[PROBLEM TO WORK ON]
Render the lines from the beginning of the records through the line containing "point(357, 33)", inclusive, as a Markdown table with the columns "No." and "Line", omitting any blank lines.

[Records drawn from a collection]
========================================

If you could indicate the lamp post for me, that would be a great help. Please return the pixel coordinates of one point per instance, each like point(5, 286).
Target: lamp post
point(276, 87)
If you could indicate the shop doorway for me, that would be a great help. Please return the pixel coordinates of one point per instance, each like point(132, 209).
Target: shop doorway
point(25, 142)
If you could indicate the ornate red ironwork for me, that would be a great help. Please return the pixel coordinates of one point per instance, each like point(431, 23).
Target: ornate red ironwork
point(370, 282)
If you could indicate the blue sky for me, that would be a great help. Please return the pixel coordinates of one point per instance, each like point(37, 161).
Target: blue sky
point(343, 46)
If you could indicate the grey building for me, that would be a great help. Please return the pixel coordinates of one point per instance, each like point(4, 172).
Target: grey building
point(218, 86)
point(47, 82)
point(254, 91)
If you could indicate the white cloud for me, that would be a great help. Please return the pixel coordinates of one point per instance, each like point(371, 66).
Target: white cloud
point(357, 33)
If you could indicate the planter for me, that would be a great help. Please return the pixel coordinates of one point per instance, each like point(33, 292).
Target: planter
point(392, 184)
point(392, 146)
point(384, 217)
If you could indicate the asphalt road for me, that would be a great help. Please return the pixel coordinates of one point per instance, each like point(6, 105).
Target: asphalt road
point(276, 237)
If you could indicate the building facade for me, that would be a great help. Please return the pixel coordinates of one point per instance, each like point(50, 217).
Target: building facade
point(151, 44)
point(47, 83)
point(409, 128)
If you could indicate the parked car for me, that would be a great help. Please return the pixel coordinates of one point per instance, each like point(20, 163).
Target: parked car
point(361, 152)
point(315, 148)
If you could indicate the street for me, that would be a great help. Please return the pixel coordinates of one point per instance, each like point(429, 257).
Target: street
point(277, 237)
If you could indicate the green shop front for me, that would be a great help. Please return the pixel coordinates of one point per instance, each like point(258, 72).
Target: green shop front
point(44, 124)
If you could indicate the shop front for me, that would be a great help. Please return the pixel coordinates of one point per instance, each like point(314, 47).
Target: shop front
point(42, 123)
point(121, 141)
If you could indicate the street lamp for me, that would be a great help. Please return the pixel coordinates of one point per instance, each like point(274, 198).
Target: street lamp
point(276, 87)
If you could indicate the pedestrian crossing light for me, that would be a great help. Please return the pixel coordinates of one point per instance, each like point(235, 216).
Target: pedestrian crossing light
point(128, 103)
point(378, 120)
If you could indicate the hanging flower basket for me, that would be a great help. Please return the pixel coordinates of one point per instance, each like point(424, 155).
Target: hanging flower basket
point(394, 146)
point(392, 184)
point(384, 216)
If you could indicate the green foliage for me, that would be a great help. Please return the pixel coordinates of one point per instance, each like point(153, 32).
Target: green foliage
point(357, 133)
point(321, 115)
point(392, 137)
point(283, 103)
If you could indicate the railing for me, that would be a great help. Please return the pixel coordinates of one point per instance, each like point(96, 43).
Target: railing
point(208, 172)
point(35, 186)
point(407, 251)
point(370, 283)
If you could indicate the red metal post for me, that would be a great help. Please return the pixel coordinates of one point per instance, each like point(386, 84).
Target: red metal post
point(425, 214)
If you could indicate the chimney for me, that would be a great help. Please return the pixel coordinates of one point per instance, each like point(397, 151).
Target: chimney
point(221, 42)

========================================

[RESPONSE BELOW]
| No. | Line |
|---|---|
| 1 | If you could indicate the lamp post for me, that would be a great help. Please return the pixel coordinates of one point per instance, each like point(5, 286). |
| 2 | Target: lamp post |
| 3 | point(276, 87) |
| 4 | If you could indicate the shop doorway for me, that would be a great help. Please return the pixel coordinates of one point per instance, each like point(132, 209). |
| 5 | Target: shop doorway |
| 6 | point(25, 142) |
| 7 | If you could indicate the ornate red ironwork for me, that would be a great help. Please return the pixel coordinates of one point per instance, each like point(431, 23). |
| 8 | Target: ornate red ironwork |
| 9 | point(370, 282) |
| 10 | If you could indicate the blue sky for me, that would be a great help. Please return the pixel coordinates of one point per instance, each like point(37, 161). |
| 11 | Target: blue sky |
| 12 | point(343, 46) |
| 13 | If you could indicate the grey building for me, that would be a great help. Please return the pixel coordinates of one point per instance, each like point(4, 172). |
| 14 | Target: grey building |
| 15 | point(218, 86) |
| 16 | point(47, 82) |
| 17 | point(254, 91) |
| 18 | If you could indicate the white cloud for me, that would be a great help. Please return the pixel coordinates of one point per instance, each like point(371, 66). |
| 19 | Target: white cloud |
| 20 | point(357, 33) |